### Given request
Print the data that follows exactly.

[Rows from a dataset]
----------
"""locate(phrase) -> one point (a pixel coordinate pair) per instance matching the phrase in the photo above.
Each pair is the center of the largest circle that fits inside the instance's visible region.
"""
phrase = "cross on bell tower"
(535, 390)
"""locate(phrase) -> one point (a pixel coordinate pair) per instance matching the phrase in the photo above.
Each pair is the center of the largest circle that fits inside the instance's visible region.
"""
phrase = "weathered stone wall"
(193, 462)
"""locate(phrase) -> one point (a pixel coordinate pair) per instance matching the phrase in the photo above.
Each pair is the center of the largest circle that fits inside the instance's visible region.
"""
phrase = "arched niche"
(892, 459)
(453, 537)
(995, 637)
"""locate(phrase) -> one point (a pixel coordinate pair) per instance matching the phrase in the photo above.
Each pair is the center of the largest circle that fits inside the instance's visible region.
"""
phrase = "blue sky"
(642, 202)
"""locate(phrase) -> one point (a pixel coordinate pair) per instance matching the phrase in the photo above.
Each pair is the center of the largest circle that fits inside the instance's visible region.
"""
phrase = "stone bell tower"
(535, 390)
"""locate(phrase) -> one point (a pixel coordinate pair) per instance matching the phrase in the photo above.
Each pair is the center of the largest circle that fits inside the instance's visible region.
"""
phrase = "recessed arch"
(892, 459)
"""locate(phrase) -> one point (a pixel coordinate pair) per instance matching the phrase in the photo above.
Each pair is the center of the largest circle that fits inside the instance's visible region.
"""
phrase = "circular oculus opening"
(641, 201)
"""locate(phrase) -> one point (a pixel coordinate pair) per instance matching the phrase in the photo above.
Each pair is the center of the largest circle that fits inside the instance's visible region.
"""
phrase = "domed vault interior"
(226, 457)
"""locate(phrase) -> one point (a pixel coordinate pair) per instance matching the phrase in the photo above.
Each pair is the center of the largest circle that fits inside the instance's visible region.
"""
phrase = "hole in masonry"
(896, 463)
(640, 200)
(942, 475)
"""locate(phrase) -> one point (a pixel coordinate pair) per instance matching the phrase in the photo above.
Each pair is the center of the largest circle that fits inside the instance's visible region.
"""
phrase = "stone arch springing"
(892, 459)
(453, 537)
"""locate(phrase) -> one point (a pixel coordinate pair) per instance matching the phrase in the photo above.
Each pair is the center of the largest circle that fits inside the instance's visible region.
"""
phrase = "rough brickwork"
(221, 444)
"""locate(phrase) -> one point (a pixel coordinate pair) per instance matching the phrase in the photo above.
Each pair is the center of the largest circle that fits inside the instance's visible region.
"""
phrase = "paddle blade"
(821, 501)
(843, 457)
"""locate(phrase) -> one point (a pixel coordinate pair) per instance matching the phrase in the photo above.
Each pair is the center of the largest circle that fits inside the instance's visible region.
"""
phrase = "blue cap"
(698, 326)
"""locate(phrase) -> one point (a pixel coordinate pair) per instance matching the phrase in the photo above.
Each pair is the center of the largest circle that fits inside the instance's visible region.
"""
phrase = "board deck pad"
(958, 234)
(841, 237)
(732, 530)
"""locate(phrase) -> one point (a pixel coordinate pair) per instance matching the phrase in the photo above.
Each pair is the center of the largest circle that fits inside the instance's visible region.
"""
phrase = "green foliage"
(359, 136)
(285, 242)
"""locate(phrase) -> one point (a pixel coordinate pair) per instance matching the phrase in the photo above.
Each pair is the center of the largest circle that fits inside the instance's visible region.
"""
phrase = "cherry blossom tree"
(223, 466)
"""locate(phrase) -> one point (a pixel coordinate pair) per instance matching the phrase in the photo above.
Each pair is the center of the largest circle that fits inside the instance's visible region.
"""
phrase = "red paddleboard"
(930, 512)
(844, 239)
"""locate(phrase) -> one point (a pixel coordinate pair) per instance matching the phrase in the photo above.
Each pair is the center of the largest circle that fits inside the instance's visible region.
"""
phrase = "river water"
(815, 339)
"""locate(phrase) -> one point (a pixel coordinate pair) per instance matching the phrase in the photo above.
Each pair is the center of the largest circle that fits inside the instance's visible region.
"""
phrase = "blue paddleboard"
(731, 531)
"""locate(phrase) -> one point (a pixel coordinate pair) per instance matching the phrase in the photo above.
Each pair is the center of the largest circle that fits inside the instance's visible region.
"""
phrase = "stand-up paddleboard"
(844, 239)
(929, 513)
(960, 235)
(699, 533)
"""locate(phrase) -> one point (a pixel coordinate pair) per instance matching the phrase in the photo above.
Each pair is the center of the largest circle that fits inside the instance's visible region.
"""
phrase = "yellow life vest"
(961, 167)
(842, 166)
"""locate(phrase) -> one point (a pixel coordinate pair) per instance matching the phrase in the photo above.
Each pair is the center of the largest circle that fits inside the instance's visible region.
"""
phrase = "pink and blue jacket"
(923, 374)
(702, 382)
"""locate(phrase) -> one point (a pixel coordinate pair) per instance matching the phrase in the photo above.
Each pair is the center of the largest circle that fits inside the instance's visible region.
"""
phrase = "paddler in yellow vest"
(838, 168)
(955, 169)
----------
### Reply
"""locate(phrase) -> one point (a pixel coordinate pair) per instance matching the phrase in the photo above.
Each pair is the center of the largest circle that fits inside the instance's visible region.
"""
phrase = "cross on bell tower"
(535, 390)
"""locate(phrase) -> one point (a pixel coordinate pair) per instance matching the phrase in the photo above.
Each pair is the center of the largest circle that fits inside the instance's visible region.
"""
phrase = "weathered stone wall"
(193, 462)
"""locate(phrase) -> one point (a pixel coordinate pair) per instance matching the phrase in the photo above.
Each pair is the center of the largest circle that fits inside the instance's visible region.
"""
phrase = "arched niche"
(892, 459)
(453, 537)
(995, 637)
"""locate(phrase) -> one point (a pixel coordinate pair) per instance matching the phrase in the photo above.
Each pair is the center of the largest circle that fits inside the instance's visible region.
"""
phrase = "blue sky"
(642, 202)
"""locate(phrase) -> one point (a pixel coordinate pair) per instance matching the phrase in the photo above.
Each pair is the center of the largest circle that fits inside the instance's visible region.
"""
phrase = "stone bell tower"
(535, 390)
"""locate(phrase) -> one point (a pixel coordinate pair) per instance matching the phrase in the photo above.
Each pair is the center of the largest circle that fits inside the instance's visible region.
"""
phrase = "recessed arch"
(892, 459)
"""locate(phrase) -> one point (a pixel coordinate pair) per instance matching the phrase in the photo above.
Each pair is the center of the largest circle that fits inside the instance's visible region.
"""
phrase = "circular oculus opening"
(641, 201)
"""locate(phrase) -> one point (a pixel coordinate pair) per instance matching the phrase in the photo above.
Each pair is the center of the largest circle that fits inside the instance's visible region.
"""
phrase = "domed vault interior"
(226, 457)
"""locate(phrase) -> one point (a pixel coordinate pair) per instance matching the phrase in the photo above.
Each pair is the center of the largest circle that fits inside the instance's visible region.
"""
phrase = "hole in masonry"
(896, 463)
(640, 200)
(942, 475)
"""locate(phrase) -> one point (a pixel coordinate pair) per instance matching the phrase in the photo above.
Each pair is the center of the largest circle that fits inside the instance's visible region.
"""
phrase = "stone arch springing"
(892, 459)
(453, 537)
"""locate(phrase) -> one point (a pixel coordinate pair) per instance matching the phrase in the photo above.
Each pair is the center of the largest circle that fits inside the instance's visible region.
"""
phrase = "rough brickwork"
(221, 444)
"""locate(phrase) -> one point (a pixel coordinate pair) per instance matching the phrase in the photo above.
Each pair is the center of the largest circle that fits inside the instance's visible region.
"""
phrase = "paddle blade"
(821, 501)
(843, 457)
"""locate(phrase) -> one point (a pixel coordinate pair) per instance matching the phrase in the photo above.
Each pair is the center of the largest circle that fits inside the instance's visible region.
"""
phrase = "blue cap"
(698, 326)
"""locate(phrase) -> one point (a pixel coordinate pair) per instance matching the phrase in the photo above.
Each pair is the center of the largest circle that fits inside the instance's visible region.
"""
phrase = "board deck pad"
(958, 234)
(841, 237)
(732, 530)
"""locate(phrase) -> one point (a pixel coordinate pair) per instance matching the phrase in the photo above.
Each pair is the center of the largest circle that fits inside the instance's visible region.
"""
phrase = "green foliage"
(359, 136)
(285, 242)
"""locate(phrase) -> one point (a pixel coordinate pair) per instance matching the phrase in the photo above.
Each pair is the center of the largest circle that fits inside the instance's visible region.
"""
phrase = "cherry blossom tree"
(223, 466)
"""locate(phrase) -> one point (a pixel coordinate pair) per instance matching the phrase in the photo above.
Each pair is the center of the largest circle that fits inside the instance's visible region.
"""
phrase = "red paddleboard"
(930, 512)
(844, 239)
"""locate(phrase) -> one point (a pixel coordinate pair) per instance matching the phrase in the photo above.
Each pair is the center of the largest circle that fits inside the instance's visible region.
"""
phrase = "river water"
(815, 339)
"""locate(phrase) -> one point (a pixel coordinate pair) per instance matching the phrase in the photo above.
Each pair is the center of the largest circle that fits inside the instance's visible region.
"""
phrase = "blue paddleboard"
(731, 531)
"""locate(phrase) -> one point (a pixel coordinate pair) per instance matching the phrase in the photo above.
Each pair is the center of the largest circle that fits inside the instance's visible region.
"""
phrase = "stand-up paddleboard"
(844, 239)
(929, 513)
(960, 235)
(699, 533)
"""locate(phrase) -> one point (a pixel coordinate pair) per instance matching the phrase in the photo above.
Each pair is the center of the largest circle that fits inside the instance's visible region.
"""
phrase = "yellow life vest"
(961, 167)
(842, 166)
"""locate(phrase) -> one point (a pixel coordinate pair) per instance matching the phrase in the photo above.
Each pair is the center of the largest circle that fits inside the instance's visible region.
"""
phrase = "pink and blue jacket"
(923, 374)
(702, 382)
"""locate(phrase) -> one point (a pixel coordinate pair) per instance matching the phrase in the photo above.
Each pair is the center of the largest circle that fits inside the instance's visible region.
"""
phrase = "paddler in yellow vest"
(838, 168)
(955, 169)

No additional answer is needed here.